-- Exercise instructions --
Reproduce the data below in full. Nothing should differ from the original.

Natural language region descriptions:

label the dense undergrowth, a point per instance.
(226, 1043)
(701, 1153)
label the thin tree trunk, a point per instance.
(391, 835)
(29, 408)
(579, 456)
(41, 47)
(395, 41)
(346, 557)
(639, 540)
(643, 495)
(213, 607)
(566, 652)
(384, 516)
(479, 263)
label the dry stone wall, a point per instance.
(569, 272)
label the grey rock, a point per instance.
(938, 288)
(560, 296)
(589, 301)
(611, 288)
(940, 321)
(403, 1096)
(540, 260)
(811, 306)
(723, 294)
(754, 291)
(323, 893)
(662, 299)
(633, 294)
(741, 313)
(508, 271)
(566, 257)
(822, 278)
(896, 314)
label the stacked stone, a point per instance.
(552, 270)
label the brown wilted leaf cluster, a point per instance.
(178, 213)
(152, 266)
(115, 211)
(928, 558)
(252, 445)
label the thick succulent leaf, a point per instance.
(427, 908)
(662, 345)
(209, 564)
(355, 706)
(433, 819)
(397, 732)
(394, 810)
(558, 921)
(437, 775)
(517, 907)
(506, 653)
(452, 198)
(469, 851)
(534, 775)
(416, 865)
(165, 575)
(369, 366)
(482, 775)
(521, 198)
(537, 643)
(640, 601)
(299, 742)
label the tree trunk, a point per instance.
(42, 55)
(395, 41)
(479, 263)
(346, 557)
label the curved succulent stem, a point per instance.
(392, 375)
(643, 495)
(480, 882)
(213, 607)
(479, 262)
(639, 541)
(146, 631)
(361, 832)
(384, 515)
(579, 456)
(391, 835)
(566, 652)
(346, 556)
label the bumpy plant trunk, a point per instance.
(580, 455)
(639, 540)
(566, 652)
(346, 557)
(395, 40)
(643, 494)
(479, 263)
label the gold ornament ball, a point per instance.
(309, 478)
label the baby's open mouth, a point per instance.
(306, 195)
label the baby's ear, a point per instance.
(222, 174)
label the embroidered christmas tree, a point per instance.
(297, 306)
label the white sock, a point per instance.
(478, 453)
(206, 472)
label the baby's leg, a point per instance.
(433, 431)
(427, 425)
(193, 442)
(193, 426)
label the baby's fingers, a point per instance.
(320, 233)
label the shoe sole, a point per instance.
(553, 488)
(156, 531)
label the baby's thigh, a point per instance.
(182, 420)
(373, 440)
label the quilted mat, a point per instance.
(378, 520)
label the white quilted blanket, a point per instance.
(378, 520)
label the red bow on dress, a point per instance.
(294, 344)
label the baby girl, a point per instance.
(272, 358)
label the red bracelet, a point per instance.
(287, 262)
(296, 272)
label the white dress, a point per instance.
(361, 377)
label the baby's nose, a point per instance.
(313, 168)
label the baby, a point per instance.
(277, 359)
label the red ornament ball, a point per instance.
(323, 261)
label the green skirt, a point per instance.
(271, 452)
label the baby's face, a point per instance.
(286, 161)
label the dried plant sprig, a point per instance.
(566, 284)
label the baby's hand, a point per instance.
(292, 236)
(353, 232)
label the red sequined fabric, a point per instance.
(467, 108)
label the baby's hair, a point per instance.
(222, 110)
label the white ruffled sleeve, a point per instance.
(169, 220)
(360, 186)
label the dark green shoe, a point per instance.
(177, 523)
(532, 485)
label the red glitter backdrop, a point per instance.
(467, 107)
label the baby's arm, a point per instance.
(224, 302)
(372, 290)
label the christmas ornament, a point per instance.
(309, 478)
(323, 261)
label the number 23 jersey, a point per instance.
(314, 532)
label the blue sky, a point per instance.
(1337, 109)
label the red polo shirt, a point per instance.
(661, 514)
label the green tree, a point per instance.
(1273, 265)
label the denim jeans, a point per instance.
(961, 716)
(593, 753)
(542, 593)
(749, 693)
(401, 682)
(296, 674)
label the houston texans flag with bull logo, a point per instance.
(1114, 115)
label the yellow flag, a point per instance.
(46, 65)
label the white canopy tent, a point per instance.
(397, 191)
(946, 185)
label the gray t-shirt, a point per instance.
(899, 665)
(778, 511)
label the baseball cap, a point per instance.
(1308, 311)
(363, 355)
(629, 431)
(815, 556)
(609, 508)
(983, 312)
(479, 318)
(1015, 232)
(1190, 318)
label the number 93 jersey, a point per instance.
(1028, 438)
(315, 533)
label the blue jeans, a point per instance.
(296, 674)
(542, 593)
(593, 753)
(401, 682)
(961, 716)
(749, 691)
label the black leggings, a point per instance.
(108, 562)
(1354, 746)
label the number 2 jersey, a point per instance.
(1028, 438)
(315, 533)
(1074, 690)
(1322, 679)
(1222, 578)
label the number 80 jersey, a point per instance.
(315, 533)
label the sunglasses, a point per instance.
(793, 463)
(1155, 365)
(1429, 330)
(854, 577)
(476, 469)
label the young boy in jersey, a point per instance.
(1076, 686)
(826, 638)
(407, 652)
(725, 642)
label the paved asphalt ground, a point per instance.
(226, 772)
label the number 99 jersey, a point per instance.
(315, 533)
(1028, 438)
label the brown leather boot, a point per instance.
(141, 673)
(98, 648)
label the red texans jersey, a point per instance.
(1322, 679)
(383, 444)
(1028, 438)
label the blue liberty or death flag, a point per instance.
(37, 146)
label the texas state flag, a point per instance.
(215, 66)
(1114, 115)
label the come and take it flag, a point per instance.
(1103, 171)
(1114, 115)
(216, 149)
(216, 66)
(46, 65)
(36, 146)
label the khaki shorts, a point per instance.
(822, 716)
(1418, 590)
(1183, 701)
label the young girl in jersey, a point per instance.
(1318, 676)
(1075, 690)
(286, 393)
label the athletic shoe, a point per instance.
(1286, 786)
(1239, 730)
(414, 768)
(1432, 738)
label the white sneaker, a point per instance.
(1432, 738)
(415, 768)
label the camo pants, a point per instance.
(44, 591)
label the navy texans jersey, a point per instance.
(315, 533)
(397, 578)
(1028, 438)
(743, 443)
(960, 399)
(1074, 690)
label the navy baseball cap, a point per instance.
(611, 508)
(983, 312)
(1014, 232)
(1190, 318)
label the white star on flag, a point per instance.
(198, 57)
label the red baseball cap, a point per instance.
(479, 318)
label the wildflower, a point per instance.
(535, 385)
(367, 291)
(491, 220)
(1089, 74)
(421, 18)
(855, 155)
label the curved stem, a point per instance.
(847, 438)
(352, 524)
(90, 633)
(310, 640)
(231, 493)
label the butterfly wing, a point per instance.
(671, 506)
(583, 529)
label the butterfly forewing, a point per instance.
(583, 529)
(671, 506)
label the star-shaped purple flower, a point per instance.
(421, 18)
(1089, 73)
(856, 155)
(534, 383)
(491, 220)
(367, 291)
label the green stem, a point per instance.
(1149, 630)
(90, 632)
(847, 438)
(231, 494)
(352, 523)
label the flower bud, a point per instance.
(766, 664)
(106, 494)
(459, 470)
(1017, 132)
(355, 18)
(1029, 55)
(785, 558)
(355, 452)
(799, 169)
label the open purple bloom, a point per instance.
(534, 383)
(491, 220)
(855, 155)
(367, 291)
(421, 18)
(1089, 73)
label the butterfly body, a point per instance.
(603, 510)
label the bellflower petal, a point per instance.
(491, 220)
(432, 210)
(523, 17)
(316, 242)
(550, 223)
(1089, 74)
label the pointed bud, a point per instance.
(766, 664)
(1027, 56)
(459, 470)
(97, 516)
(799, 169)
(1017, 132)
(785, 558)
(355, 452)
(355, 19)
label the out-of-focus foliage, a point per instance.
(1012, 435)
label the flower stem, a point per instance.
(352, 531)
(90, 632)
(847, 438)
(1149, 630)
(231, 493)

-- Response --
label the dense undergrowth, a point per instance.
(226, 1043)
(701, 1153)
label the thin tree trunk, a point per instance.
(391, 835)
(29, 408)
(579, 456)
(41, 47)
(395, 41)
(346, 557)
(639, 540)
(643, 495)
(213, 607)
(566, 652)
(384, 516)
(479, 263)
label the dry stone wall, a point per instance.
(569, 272)
label the grey rock, a point per instance.
(938, 288)
(560, 296)
(589, 301)
(611, 288)
(940, 321)
(403, 1096)
(540, 260)
(811, 306)
(723, 294)
(754, 291)
(323, 893)
(662, 299)
(633, 294)
(741, 313)
(508, 271)
(566, 257)
(822, 278)
(896, 314)
label the stacked stone, a point per instance.
(552, 270)
label the brown wilted leaf cluster, a point per instance.
(178, 213)
(152, 266)
(115, 211)
(928, 558)
(252, 445)
label the thick succulent leaf, a point per instance.
(427, 908)
(662, 345)
(209, 564)
(355, 706)
(433, 819)
(397, 732)
(394, 810)
(558, 921)
(437, 775)
(517, 907)
(506, 653)
(452, 198)
(469, 851)
(534, 775)
(416, 865)
(165, 575)
(369, 366)
(482, 775)
(521, 198)
(537, 643)
(640, 601)
(299, 742)
label the tree trunk, a point per instance.
(42, 55)
(395, 41)
(479, 263)
(346, 557)
label the curved succulent stem, a point per instance.
(392, 375)
(643, 495)
(480, 882)
(213, 607)
(479, 262)
(639, 541)
(146, 631)
(361, 832)
(384, 515)
(579, 456)
(391, 835)
(566, 652)
(346, 556)
label the bumpy plant trunk, a point per instance.
(580, 455)
(639, 540)
(566, 652)
(346, 557)
(395, 40)
(643, 494)
(479, 263)
label the gold ornament ball, a point per instance.
(309, 478)
label the baby's open mouth, a point per instance.
(306, 195)
label the baby's ear, a point per instance.
(222, 174)
label the embroidered christmas tree, a point per instance.
(297, 306)
label the white sock, a point per instance.
(478, 453)
(206, 472)
label the baby's leg, a point per instance.
(433, 431)
(427, 425)
(193, 442)
(193, 426)
label the baby's fingers, a point per instance.
(320, 233)
label the shoe sole, a point per instance.
(553, 488)
(156, 531)
label the baby's thigh, a point per instance.
(182, 420)
(373, 440)
label the quilted mat, a point per instance.
(378, 520)
label the white quilted blanket, a point per instance.
(378, 520)
label the red bow on dress, a point per instance.
(294, 344)
label the baby girl, a point per instance.
(272, 358)
label the red bracelet, a point per instance.
(287, 262)
(296, 272)
label the white dress, a point per instance.
(361, 377)
label the baby's nose, a point per instance.
(313, 168)
label the baby, a point per instance.
(277, 359)
label the red ornament ball, a point per instance.
(323, 261)
label the green skirt, a point per instance.
(271, 452)
label the baby's face, a point per instance.
(286, 161)
label the dried plant sprig, a point per instance.
(566, 284)
label the baby's hand, a point per instance.
(292, 236)
(353, 232)
label the red sequined fabric, a point per instance.
(467, 108)
label the baby's hair, a point per instance.
(222, 110)
label the white ruffled sleeve, a point per instance.
(169, 220)
(360, 186)
label the dark green shoe, a point per instance.
(177, 523)
(532, 485)
label the red glitter backdrop, a point per instance.
(467, 107)
label the baby's arm, a point per instance.
(224, 302)
(372, 290)
label the christmas ornament, a point per instance.
(309, 478)
(323, 261)
label the number 23 jersey, a point per instance.
(314, 532)
label the blue sky, a point per instance.
(1337, 109)
label the red polo shirt, a point per instance.
(661, 514)
label the green tree, a point per instance.
(1273, 265)
label the denim jeans, a point per instance.
(961, 716)
(593, 753)
(542, 593)
(749, 693)
(401, 682)
(296, 674)
label the houston texans flag with bull logo, a point per instance.
(1114, 115)
label the yellow flag, a point per instance.
(46, 65)
label the white canopy tent, a point per instance.
(397, 191)
(946, 185)
label the gray t-shirt, a point per instance.
(899, 665)
(778, 511)
label the baseball cap, a point per instance.
(1308, 311)
(363, 355)
(629, 431)
(815, 556)
(609, 508)
(983, 312)
(479, 318)
(1015, 232)
(1190, 318)
label the number 93 jersey, a point per instance.
(1028, 438)
(315, 533)
label the blue jeans, a point per instance.
(296, 674)
(542, 593)
(593, 753)
(401, 682)
(961, 716)
(749, 691)
label the black leggings, a point per instance.
(108, 562)
(1354, 746)
label the number 2 jersey, a point per instance.
(1028, 438)
(315, 533)
(1074, 690)
(1322, 679)
(1222, 578)
label the number 80 jersey, a point per instance.
(315, 533)
label the sunglasses, a point per instance.
(793, 463)
(1155, 365)
(1429, 330)
(854, 577)
(476, 469)
label the young boy in jersey, a point per instance.
(1076, 686)
(826, 638)
(407, 652)
(725, 642)
label the paved asphalt ground, a point per instance.
(226, 772)
label the number 99 jersey, a point per instance.
(315, 533)
(1028, 438)
label the brown leather boot, a point per instance.
(141, 673)
(98, 648)
label the red texans jersey, a point per instance.
(1322, 679)
(383, 444)
(1028, 438)
label the blue liberty or death flag, a point per instance.
(37, 146)
label the texas state flag, a point per instance.
(215, 66)
(1114, 115)
label the come and take it flag, a point per instance.
(1103, 171)
(1114, 115)
(216, 149)
(216, 66)
(46, 65)
(36, 146)
label the khaki shorts, a point per instance.
(822, 716)
(1418, 590)
(1183, 701)
label the young girl in jersey, a point per instance.
(1318, 676)
(1075, 690)
(286, 393)
label the athletic shoe, a point per instance.
(1286, 786)
(1239, 730)
(414, 768)
(1432, 738)
label the white sneaker, a point per instance.
(1432, 738)
(415, 768)
label the camo pants, a point per instance.
(44, 591)
label the navy texans jersey, a point per instance.
(315, 533)
(397, 578)
(1028, 438)
(743, 443)
(960, 399)
(1074, 690)
label the navy baseball cap, a point per instance.
(611, 508)
(983, 312)
(1014, 232)
(1190, 318)
label the white star on flag, a point per instance.
(198, 57)
label the red baseball cap, a point per instance.
(479, 318)
label the wildflower, a point per instance.
(535, 385)
(367, 291)
(491, 220)
(1089, 74)
(421, 18)
(855, 155)
label the curved stem, a point per instance.
(847, 438)
(352, 524)
(90, 633)
(310, 640)
(231, 493)
label the butterfly wing, a point per instance.
(671, 506)
(583, 529)
label the butterfly forewing, a point per instance.
(583, 529)
(671, 506)
label the star-shaped purple flower, a point per instance.
(421, 18)
(1089, 73)
(856, 155)
(534, 383)
(491, 220)
(367, 291)
label the green stem, a point per instance.
(1149, 630)
(90, 632)
(847, 438)
(231, 494)
(352, 523)
label the flower bud, a point per instance.
(766, 664)
(106, 494)
(459, 470)
(1017, 132)
(355, 18)
(1029, 55)
(785, 558)
(355, 452)
(799, 169)
label the open purple bloom, a point per instance.
(534, 383)
(491, 220)
(855, 155)
(367, 291)
(421, 18)
(1089, 73)
label the butterfly body, a point per instance.
(603, 510)
label the bellflower petal, a point per instance.
(491, 220)
(432, 210)
(523, 17)
(316, 242)
(550, 223)
(1089, 74)
label the pointed bud, a point per instance.
(766, 664)
(1027, 56)
(459, 470)
(97, 516)
(799, 169)
(1017, 132)
(785, 558)
(355, 452)
(355, 19)
label the out-of-focus foliage, a point per instance.
(1012, 435)
label the flower stem, a point per instance.
(352, 531)
(90, 632)
(847, 438)
(1149, 630)
(231, 493)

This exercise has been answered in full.